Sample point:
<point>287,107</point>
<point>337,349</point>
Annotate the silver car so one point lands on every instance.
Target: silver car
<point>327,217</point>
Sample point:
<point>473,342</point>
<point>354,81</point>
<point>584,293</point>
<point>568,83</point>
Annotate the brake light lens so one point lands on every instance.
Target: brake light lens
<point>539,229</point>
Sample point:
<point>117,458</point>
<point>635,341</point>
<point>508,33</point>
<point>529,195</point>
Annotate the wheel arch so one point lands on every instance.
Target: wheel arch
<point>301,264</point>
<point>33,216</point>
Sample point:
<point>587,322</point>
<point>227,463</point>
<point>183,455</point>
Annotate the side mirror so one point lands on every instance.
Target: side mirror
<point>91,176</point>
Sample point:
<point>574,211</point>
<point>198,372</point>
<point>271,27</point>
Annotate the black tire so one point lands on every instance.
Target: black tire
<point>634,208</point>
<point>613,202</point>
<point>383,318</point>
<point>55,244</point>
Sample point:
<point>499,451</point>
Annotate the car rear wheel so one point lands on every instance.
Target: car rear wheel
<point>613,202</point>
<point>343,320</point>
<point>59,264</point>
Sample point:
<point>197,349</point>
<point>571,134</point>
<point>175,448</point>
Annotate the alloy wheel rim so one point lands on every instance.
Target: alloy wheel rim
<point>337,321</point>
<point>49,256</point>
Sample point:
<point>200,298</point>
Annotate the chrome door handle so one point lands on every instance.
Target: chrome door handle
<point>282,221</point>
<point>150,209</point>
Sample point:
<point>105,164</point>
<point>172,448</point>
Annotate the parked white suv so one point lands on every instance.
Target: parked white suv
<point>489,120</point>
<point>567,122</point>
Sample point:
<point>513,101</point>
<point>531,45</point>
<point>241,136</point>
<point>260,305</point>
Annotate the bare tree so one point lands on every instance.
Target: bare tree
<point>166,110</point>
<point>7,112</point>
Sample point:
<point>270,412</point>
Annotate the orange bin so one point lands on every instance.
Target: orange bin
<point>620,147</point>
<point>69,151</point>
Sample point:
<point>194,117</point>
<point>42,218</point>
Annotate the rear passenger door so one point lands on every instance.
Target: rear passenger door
...
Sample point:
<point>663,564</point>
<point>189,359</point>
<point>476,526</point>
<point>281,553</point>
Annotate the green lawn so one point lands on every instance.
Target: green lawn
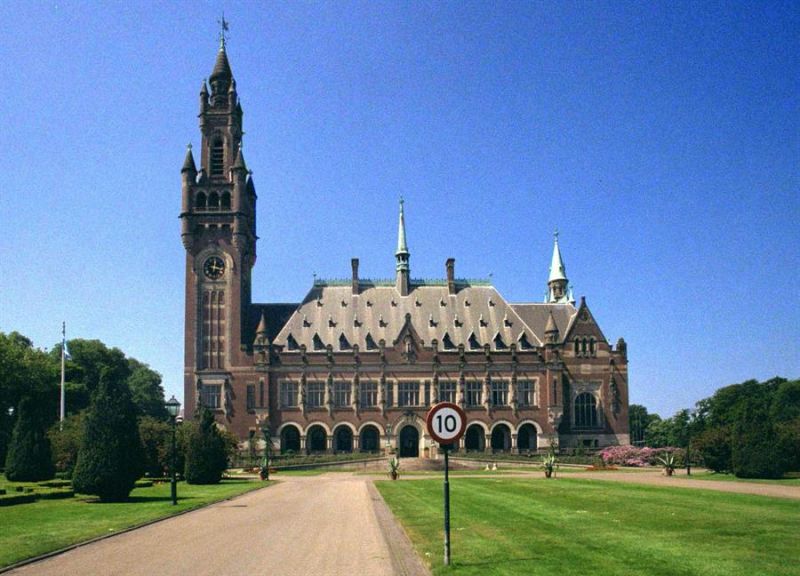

■ WHAT THE EXERCISE ASKS ■
Find each line in the data above that contains the string "arch", and copy every such line in full.

■ ANSWER TO THIS EXERCISE ■
Annotate the wheel arch so one point lands on every instance.
Target: wheel arch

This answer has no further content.